#### Consigne:
Répondez aux questions suivantes à partir du texte sur la monnaie angolaise :
(a) En quelle année le kwanza a-t-il été mis en circulation ?
(b) Quel taux de change officiel la dévaluation de février 1993 a-t-elle fixé ?
(c) Quel nom porte le nouveau « nouveau kwanza » créé en 1995 ?

Canalblog
Editer l'article Suivre ce blog Administration + Créer mon blog
Notes d'Itinérances
31 mai 2016

Luanda, la perle de l'Afrique (17/26). La valse des Kwanzas.

Une inflation type « République de Weimar » - Un pays à deux monnaies, le dollar et le kwanza

 

 

« Un sac pour les courses, un autre pour l’argent »[1].

 

En Angola, l’inflation continue de caracoler. La monnaie se déprécie tellement vite que, même pour un séjour de dix jours, il vaut mieux fractionner ses opérations de change et il y a tellement de zéros sur les valeurs faciales des billets qu’on n’arrive même plus à les compter !

 

Après l’indépendance de l’Angola, en 1975, le nouvel Etat utilisa d’abord l’escudo de la Banque d’Angola, équivalent de l’escudo portugais. En 1977, il met en circulation une monnaie nouvelle, le «Kwanza», du nom du fleuve le plus important du pays. Les billets, tous de la même dimension quelle que soit leur valeur faciale, représentent des sites géographiques du pays ou des thèmes chers aux pays socialistes : école, lutte de libération nationale ou plate-forme pétrolière.

 

En septembre 1989, soit un an après son admission au Fond Monétaire International, un «nouveau kwanza» est mis en circulation. La monnaie nationale angolaise perd plus de 50% de sa valeur. Dans un premier temps les valeurs faciales restent les mêmes mais il est rajouté en surimpression « NOVO KWANZA ». Une nouvelle dévaluation est décidée en mars 1991, puis une autre de 50% a lieu en décembre 1991. Le taux de change est désormais de 1 US$ = 180 NKz. Cette dévaluation est suivie par celle d’avril 1992 de 67%. En février 1993, nouvelle dévaluation ramenant la monnaie à une valeur de 1 US$ = 7 000 NKz. Mais ces chiffres sont ceux des taux de change officiels, en réalité sur le marché parallèle les taux sont de 1,5 à 2 fois plus élevés. Par exemple, en avril 1995, le taux de change officiel était de 1 $ = 900 000 Nkz, mais au marché noir il était de 1 $ = 1 900 000 NKz[2]. Les billets conservent néanmoins les mêmes dessins, côté pile les profils des présidents Agostinho Neto et José Eduardo dos Santos, côté face, la  façade de la Banque nationale (en rouge), les chutes de Kalandulas (en vert), la serra da Leba (en marron vert), les antilopes Palanca negra (en marron), les rhinocéros (en rouge).

 

En 1995, nième dévaluation avec la création d’un nouveau « nouveau kwanza » qui vaut mille nouveaux kwanzas. Il est dénommé « KWANZA REAJUSTADOS ». En 1996, il faut déjà quarante mille kwanzas réajustés pour un dollar, en 1997 il en faut 229 040 ! Si, en dessin sur les billets, on retrouve la Banque centrale (en vert cette fois), la serra da Leba (en rouge vert), d’autres dessins apparaissent, nouvelle antilope Palanca (en brun), nouvelle plateforme pétrolière (en rouge), nouveau radar de télécommunication (en orange), nouveau barrage de Matala (en marron), nouvelle écolière (en vert).  Même avec un billet à valeur faciale de cinq millions de kwanzas, cela ne correspond qu’à vingt dollars. Compte-tenu qu’une chambre d’hôtel coûte au moins 150 dollars à Luanda, cela représente déjà huit billets par jour, pour une semaine, une cinquantaine sans compter le coût des repas. A ce rythme, il faut une brouette pour payer sa facture d’hôtel. Les banques et les hôtels n’ayant pas de brouette à disposition, les règlements s’effectuent en dollars papier, les cartes de crédit étant inconnues.

(Annotations de contours d'objets)
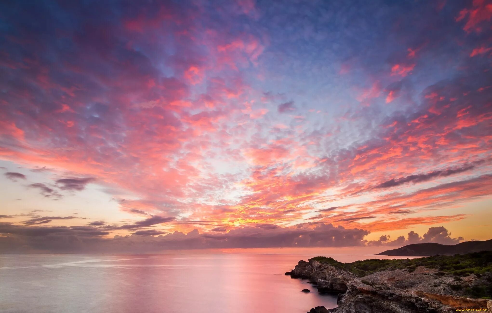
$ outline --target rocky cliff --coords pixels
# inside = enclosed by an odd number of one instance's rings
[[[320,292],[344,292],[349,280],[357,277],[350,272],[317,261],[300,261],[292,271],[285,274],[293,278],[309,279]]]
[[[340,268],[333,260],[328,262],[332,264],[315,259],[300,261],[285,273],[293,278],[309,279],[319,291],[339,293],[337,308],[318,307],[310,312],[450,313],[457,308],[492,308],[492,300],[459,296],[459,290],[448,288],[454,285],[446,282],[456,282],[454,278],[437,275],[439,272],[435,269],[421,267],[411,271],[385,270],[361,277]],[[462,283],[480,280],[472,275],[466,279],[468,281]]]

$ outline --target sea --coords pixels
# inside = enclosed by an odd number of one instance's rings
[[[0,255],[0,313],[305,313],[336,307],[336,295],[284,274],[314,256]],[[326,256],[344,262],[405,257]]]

* * *

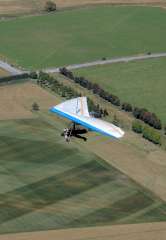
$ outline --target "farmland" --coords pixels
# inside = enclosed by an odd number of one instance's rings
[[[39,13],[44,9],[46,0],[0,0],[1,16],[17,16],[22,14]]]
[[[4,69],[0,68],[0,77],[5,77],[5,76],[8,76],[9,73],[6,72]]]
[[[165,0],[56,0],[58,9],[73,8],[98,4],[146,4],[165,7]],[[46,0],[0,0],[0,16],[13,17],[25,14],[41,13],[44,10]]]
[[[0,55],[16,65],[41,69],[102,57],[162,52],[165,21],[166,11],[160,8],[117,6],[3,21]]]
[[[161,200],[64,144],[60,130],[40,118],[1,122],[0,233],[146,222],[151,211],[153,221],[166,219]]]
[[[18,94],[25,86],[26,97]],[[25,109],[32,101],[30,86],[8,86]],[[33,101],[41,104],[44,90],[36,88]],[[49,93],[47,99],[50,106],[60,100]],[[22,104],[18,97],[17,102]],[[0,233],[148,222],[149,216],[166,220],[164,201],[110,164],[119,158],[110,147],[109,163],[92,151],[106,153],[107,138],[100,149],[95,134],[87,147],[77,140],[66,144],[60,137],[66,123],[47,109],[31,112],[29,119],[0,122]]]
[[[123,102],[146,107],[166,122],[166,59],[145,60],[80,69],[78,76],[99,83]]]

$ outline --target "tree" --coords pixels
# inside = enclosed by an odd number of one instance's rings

#### Réponse:
(a) En 1977.
(b) 1 US$ = 7 000 NKz.
(c) « KWANZA REAJUSTADOS ».